====== DOCUMENT PASSAGE
Wal-Mart Says It Will Improve Health Benefits
Friday, February 24, 2006
Wal-Mart Stores Inc. announced plans yesterday to upgrade its health care benefits during a barrage of criticism from labor unions and state legislators who say the world's largest retailer does not provide adequate coverage for its low-wage employees.
One of the most significant changes is a reduction in the two-year waiting period for part-time workers to become eligible for benefits. Mona Williams, a Wal-Mart spokeswoman, said yesterday that the new waiting period has not been determined.
The company also said it would allow children of part-time workers to become eligible for coverage, and that it would extend its Value Plan, which offers health insurance for $11 per month, to half of its employees by next year.
Critics of Wal-Mart took the news as a sign that the retailing giant has begun to respond to attacks calling it stingy, but they remained skeptical of the company's intentions.
"Wal-Mart's proposed changes are clearly designed to try and salvage a faltering public image, rather than make substantive changes to improve health care benefits for its employees," said Paul Blank, campaign director for WakeUpWalMart.com, a group backed by the United Food and Commercial Workers International Union.
Wal-Mart chief executive H. Lee Scott Jr. is expected to discuss the changes Sunday at a meeting in Washington of the National Governors Association. The complete package will be announced over the next several months.
"In the weeks ahead, we're going to take significant steps to make our health benefits even more affordable and accessible to the working families we employ," Scott said in a written statement yesterday.
Wal-Mart's health care plan has become a hot-button issue across the country in recent months. In January, Maryland passed legislation, often referred to as the "Wal-Mart bill," requiring companies that employ more than 10,000 people to spend 8 percent of their revenue on health care or make a contribution to the state's insurance program for the poor. Wal-Mart, which employs 17,000 Marylanders, is the only company in the state that does not meet that requirement.
Two dozen states are considering similar legislation, according to the AFL-CIO. Proponents assert that the bills are needed to prevent Wal-Mart from shifting its health care costs to states. A report released yesterday by WakeUpWalMart.com estimated that 300,000 Wal-Mart workers and their families received publicly funded health care in 2005 at a cost of $1.37 billion, through programs such as Medicaid and the State Children's Health Insurance Program.
"I think the health care bills we are pushing around the country have had tremendous impact on Wal-Mart," said Naomi Walker, state legislative director for the AFL-CIO.
But Scott said that private businesses should not be responsible for solving the nation's health care issues. He is expected to ask government officials on Sunday to work with business leaders on a solution.
Staff writer Amy Joyce contributed to this report.
============
====== SUPPLIED INFORMATION
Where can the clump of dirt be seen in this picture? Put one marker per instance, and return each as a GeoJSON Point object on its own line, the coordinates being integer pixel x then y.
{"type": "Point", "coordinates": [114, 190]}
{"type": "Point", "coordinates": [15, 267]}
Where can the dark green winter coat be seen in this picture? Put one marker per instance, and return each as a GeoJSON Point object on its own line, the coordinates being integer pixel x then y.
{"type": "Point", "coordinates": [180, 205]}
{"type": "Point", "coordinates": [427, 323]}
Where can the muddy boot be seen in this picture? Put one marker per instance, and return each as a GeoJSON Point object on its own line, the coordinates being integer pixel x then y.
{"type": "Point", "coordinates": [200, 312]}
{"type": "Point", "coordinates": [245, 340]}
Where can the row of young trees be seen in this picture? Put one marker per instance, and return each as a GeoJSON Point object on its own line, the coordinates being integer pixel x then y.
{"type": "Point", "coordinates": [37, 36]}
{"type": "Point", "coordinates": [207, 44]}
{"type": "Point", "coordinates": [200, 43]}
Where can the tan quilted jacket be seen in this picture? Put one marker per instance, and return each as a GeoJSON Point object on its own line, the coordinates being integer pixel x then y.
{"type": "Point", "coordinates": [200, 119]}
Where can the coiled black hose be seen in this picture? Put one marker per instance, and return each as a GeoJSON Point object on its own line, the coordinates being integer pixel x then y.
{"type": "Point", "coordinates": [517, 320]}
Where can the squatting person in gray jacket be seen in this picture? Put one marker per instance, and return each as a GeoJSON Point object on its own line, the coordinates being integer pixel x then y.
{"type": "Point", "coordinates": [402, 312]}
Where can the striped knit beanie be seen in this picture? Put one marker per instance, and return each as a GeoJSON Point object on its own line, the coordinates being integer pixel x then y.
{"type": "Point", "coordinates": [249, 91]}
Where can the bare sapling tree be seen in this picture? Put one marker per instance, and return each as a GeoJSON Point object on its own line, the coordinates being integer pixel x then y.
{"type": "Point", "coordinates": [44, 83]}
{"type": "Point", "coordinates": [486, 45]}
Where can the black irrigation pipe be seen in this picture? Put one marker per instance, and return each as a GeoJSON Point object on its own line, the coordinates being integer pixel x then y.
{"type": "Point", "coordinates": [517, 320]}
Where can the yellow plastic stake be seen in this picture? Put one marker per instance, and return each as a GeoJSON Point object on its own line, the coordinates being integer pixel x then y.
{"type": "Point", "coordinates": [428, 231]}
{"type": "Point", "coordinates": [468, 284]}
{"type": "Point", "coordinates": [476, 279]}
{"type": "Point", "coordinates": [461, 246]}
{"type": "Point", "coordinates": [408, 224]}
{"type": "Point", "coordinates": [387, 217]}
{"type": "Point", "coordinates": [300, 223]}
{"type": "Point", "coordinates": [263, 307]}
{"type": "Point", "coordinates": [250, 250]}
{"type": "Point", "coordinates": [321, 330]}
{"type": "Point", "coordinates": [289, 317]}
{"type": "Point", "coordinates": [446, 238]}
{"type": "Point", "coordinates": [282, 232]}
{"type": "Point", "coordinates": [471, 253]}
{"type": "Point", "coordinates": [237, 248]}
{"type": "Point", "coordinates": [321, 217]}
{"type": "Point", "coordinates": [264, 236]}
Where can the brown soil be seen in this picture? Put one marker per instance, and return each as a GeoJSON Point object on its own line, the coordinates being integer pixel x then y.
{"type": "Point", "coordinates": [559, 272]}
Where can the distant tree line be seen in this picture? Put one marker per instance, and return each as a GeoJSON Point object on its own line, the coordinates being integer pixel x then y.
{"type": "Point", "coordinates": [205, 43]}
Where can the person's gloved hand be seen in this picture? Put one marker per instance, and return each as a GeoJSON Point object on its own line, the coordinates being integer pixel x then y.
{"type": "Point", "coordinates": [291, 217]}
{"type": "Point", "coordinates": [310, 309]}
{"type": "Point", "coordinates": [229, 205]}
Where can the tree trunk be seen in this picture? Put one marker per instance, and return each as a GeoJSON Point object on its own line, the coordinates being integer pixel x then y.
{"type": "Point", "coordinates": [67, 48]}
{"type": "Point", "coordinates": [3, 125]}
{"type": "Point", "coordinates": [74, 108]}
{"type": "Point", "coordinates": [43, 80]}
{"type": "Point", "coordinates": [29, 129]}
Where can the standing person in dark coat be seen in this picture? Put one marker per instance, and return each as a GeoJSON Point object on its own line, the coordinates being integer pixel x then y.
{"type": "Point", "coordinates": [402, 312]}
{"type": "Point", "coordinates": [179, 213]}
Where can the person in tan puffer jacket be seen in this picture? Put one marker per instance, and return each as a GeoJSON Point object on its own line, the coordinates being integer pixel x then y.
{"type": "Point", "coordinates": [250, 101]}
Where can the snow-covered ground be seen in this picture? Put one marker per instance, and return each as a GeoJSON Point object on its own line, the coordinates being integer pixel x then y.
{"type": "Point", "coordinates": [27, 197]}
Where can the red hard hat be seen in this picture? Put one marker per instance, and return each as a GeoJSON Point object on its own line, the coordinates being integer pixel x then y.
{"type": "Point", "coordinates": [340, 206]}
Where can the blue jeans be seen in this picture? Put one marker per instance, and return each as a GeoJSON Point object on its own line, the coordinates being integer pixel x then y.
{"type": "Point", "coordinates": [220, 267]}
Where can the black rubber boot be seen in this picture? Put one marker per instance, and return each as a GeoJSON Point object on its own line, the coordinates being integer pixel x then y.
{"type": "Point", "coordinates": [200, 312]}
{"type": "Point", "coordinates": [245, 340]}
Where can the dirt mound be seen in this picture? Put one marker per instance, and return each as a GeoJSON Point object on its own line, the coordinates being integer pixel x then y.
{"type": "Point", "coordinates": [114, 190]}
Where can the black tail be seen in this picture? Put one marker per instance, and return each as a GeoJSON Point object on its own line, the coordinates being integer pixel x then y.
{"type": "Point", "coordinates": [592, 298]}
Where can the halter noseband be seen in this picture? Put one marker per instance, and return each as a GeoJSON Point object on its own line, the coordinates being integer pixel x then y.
============
→ EXERCISE 1: Repeat the Wal-Mart health benefits article word for word, from "Wal-Mart Says It" to "by next year.".
→ EXERCISE 2: List every person named in the Wal-Mart health benefits article.

→ RESPONSE AREA 1:
Wal-Mart Says It Will Improve Health Benefits
Friday, February 24, 2006
Wal-Mart Stores Inc. announced plans yesterday to upgrade its health care benefits during a barrage of criticism from labor unions and state legislators who say the world's largest retailer does not provide adequate coverage for its low-wage employees.
One of the most significant changes is a reduction in the two-year waiting period for part-time workers to become eligible for benefits. Mona Williams, a Wal-Mart spokeswoman, said yesterday that the new waiting period has not been determined.
The company also said it would allow children of part-time workers to become eligible for coverage, and that it would extend its Value Plan, which offers health insurance for $11 per month, to half of its employees by next year.

→ RESPONSE AREA 2:
Mona Williams
Paul Blank
H. Lee Scott Jr.
Naomi Walker
Amy Joyce